▸ **PARTS OF THE EXERCISE**
1. Answer these about the article on repair liability:
(a) In which publication, and in what month and year, was the article first published?
(b) Under a full repairing and insuring lease of part of a building, how does the landlord charge back the cost of repairs?
(c) What is the most common standard of repair?
2. In the article on repair liability, substitute "responsibility" for "liability" and write out the passage from "What is your" to "of destabilising proportions." again.

What is your liability for repairs?

First published in Practice Management in June 2021

What type of surgery lease do you have and what is the extent of your repair liability? You need to know, or you could end up with a bill of destabilising proportions.

Lisa Davison, real estate partner from specialist healthcare law firm Hempsons, explains the liabilities of repairs and why it is important to plan ahead to reduce the risks

A full repairing and insuring (FRI) lease can be a lease of whole or part of a building, where the cost of all repairs and insurance are borne by the GP partners as the tenants. With a lease of whole, this may be from redecoration to structural roof repairs. With a lease of part, the landlord would generally carry out repairs and charge back to you the cost through the service charge.

An internal repairing and insuring (IRI) is typically a lease of part of a building where the cost of internal repairs only falls on the tenant. As a result, market rents are often higher for this type of lease.

Limiting your repair liability

The most common standard of repair is ‘good and substantial repair and condition’, which means the tenant has to first put the property in good repair, and then keep it in repair. When negotiating your lease consider the following:

  • Schedule of condition – where the building is not new, take advice from a surveyor and obtain a detailed schedule of condition. In the lease state that will not be required to put the property in any better state of repair than is shown in the schedule
  • New build – exclude any repairs resulting from defects in the construction
  • Service charge cap – negotiate a cap on the service charge
  • Carve outs – exclude matters particular to the property, like environmental liabilities where there was a previous for contaminated use (for example, a a petrol station).

▸ **SUPPLIED MATERIAL**
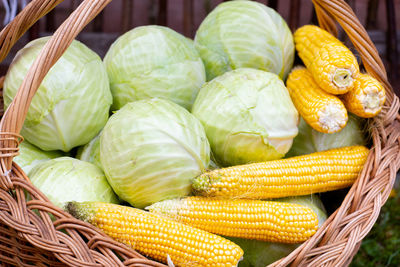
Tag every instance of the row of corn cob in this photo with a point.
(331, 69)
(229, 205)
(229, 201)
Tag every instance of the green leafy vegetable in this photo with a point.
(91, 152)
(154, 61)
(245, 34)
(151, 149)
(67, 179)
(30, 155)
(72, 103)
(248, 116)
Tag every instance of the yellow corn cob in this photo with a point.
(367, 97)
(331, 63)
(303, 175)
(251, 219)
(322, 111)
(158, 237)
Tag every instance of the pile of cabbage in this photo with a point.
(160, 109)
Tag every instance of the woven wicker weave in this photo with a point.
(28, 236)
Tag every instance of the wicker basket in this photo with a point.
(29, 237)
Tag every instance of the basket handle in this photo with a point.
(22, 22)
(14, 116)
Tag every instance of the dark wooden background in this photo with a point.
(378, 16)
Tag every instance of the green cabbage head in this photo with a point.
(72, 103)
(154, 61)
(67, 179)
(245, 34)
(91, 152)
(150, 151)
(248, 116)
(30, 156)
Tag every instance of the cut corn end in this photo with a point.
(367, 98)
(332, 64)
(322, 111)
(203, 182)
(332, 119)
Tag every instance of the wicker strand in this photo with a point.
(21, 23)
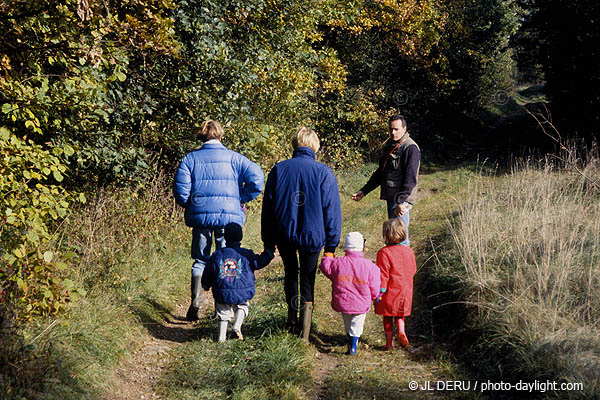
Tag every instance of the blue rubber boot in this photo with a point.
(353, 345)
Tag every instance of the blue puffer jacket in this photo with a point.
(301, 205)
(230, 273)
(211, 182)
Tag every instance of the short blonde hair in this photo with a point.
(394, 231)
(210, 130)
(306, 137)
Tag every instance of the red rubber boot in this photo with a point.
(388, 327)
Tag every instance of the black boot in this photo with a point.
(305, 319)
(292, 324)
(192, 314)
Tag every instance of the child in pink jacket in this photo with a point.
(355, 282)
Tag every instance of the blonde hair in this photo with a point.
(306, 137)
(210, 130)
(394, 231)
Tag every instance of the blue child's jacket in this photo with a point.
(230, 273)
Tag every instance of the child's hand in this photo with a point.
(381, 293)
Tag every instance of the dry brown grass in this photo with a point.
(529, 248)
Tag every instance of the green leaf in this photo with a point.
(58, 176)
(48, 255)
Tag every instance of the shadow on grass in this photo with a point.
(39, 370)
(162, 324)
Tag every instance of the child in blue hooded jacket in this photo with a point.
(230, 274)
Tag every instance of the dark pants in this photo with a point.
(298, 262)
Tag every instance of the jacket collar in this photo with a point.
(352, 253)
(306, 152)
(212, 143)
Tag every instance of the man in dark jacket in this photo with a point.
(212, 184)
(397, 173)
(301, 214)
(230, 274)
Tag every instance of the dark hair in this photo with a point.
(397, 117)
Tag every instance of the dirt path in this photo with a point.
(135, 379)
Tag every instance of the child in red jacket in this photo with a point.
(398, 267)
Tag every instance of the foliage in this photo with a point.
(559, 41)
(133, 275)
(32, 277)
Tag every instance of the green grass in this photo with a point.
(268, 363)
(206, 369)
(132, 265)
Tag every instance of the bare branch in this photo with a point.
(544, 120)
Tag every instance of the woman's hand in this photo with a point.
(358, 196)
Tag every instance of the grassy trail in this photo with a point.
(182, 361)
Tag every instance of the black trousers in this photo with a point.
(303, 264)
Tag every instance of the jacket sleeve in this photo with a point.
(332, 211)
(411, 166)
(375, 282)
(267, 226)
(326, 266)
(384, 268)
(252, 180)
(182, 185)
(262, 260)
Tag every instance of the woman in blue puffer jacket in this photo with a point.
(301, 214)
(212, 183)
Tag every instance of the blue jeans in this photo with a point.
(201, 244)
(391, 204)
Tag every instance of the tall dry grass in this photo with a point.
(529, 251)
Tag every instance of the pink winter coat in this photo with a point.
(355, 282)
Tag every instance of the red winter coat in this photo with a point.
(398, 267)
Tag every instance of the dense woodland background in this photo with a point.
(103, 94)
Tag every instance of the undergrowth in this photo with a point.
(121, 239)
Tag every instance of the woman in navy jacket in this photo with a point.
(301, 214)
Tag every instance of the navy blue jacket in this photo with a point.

▸ **SET OF ANSWERS**
1.
(a) Practice Management, June 2021
(b) Through the service charge
(c) 'Good and substantial repair and condition'

2.
What is your responsibility for repairs?

First published in Practice Management in June 2021

What type of surgery lease do you have and what is the extent of your repair responsibility? You need to know, or you could end up with a bill of destabilising proportions.